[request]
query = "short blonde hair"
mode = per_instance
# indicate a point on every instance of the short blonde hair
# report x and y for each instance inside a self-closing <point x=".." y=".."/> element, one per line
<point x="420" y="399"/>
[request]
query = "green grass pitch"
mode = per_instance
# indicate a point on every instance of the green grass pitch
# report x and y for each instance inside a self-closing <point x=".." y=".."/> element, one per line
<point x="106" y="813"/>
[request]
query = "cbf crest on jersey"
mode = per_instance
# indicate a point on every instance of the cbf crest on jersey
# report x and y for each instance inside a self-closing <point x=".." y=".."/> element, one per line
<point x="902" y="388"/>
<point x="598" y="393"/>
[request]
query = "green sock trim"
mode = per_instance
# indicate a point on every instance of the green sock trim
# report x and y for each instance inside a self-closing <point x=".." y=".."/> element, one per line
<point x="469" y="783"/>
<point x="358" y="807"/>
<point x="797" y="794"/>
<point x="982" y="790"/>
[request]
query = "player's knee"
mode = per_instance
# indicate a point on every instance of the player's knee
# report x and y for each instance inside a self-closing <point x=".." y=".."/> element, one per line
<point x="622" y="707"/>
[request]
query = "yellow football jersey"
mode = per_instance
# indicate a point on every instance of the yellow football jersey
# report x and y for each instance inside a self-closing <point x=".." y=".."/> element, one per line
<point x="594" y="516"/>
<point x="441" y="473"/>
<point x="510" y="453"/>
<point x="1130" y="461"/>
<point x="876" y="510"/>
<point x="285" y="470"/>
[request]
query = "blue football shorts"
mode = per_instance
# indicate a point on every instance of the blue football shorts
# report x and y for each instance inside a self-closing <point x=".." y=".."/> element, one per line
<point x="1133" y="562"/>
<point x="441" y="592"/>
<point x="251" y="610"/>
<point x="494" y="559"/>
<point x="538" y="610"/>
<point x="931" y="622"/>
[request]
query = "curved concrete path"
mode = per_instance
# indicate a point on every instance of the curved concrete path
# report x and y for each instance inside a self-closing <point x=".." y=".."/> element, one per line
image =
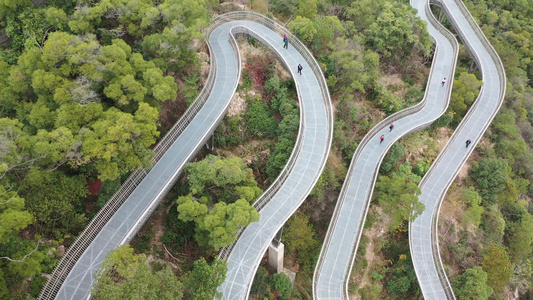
<point x="306" y="163"/>
<point x="423" y="237"/>
<point x="340" y="246"/>
<point x="124" y="224"/>
<point x="316" y="131"/>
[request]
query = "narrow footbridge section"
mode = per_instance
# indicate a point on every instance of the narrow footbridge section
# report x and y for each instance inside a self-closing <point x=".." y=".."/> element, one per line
<point x="305" y="165"/>
<point x="423" y="231"/>
<point x="344" y="233"/>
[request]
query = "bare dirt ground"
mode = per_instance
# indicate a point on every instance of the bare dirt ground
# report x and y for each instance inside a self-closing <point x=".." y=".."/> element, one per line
<point x="374" y="235"/>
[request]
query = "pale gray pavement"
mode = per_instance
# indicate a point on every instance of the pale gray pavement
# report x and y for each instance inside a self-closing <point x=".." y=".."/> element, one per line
<point x="422" y="231"/>
<point x="124" y="223"/>
<point x="338" y="252"/>
<point x="249" y="249"/>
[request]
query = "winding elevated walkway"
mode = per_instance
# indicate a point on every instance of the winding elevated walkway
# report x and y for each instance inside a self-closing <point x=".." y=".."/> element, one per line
<point x="121" y="218"/>
<point x="423" y="230"/>
<point x="344" y="233"/>
<point x="305" y="165"/>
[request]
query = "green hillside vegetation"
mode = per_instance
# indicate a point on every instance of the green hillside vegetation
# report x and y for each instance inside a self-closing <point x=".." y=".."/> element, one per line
<point x="488" y="248"/>
<point x="88" y="87"/>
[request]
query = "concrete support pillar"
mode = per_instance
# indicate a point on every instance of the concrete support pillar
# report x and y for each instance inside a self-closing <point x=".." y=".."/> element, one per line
<point x="275" y="256"/>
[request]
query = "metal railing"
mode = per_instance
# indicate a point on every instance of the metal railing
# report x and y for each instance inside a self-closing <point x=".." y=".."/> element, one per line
<point x="366" y="139"/>
<point x="298" y="45"/>
<point x="75" y="251"/>
<point x="440" y="271"/>
<point x="501" y="74"/>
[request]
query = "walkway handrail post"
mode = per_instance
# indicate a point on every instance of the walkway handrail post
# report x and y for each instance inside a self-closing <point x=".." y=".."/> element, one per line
<point x="75" y="251"/>
<point x="501" y="73"/>
<point x="440" y="270"/>
<point x="366" y="139"/>
<point x="297" y="44"/>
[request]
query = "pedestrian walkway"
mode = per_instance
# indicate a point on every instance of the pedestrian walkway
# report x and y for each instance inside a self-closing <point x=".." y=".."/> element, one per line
<point x="344" y="233"/>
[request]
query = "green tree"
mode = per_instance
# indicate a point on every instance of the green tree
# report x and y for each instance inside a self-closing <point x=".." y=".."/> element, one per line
<point x="491" y="176"/>
<point x="522" y="276"/>
<point x="520" y="237"/>
<point x="399" y="198"/>
<point x="472" y="285"/>
<point x="55" y="199"/>
<point x="217" y="225"/>
<point x="303" y="28"/>
<point x="226" y="173"/>
<point x="355" y="68"/>
<point x="497" y="264"/>
<point x="125" y="275"/>
<point x="202" y="282"/>
<point x="261" y="284"/>
<point x="475" y="210"/>
<point x="465" y="90"/>
<point x="398" y="284"/>
<point x="299" y="236"/>
<point x="220" y="225"/>
<point x="13" y="216"/>
<point x="327" y="28"/>
<point x="493" y="224"/>
<point x="307" y="8"/>
<point x="260" y="123"/>
<point x="397" y="33"/>
<point x="281" y="283"/>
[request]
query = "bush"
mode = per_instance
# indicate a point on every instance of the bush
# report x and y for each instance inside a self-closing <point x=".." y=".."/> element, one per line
<point x="398" y="284"/>
<point x="260" y="286"/>
<point x="281" y="283"/>
<point x="395" y="154"/>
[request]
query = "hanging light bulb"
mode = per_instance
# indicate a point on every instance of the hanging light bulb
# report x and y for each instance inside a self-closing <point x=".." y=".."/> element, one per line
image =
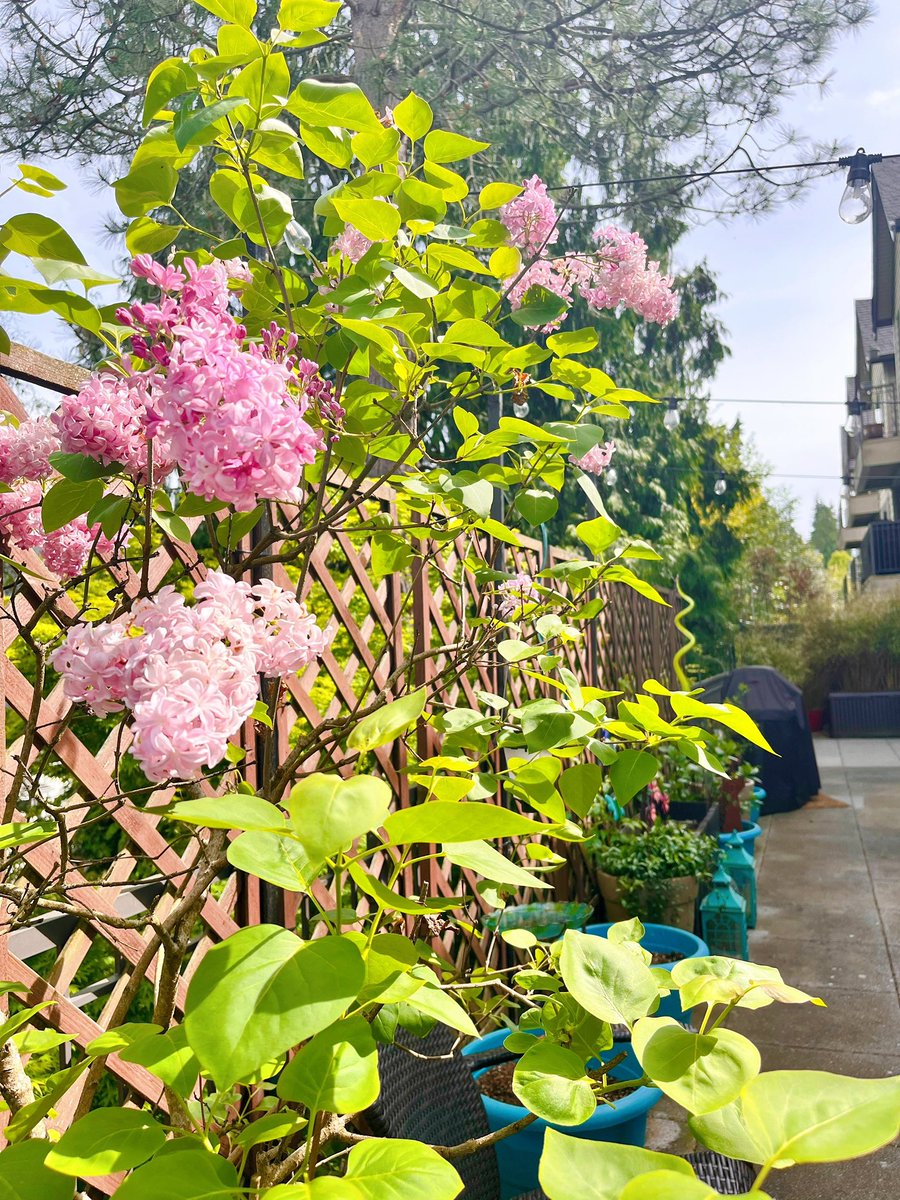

============================================================

Return every line from the records above that contains the word "walkway", each copied in full and unchanged.

RESULT FOR THIS EXERCISE:
query = "winding elevated walkway"
# indicate a point on every instance of the winding elevated walkway
query = "walkway handrail post"
# indicate a point on every instance of the walkway handrail post
query = "pedestrian walkway"
# indicate a point on every instance of the pedestrian walkway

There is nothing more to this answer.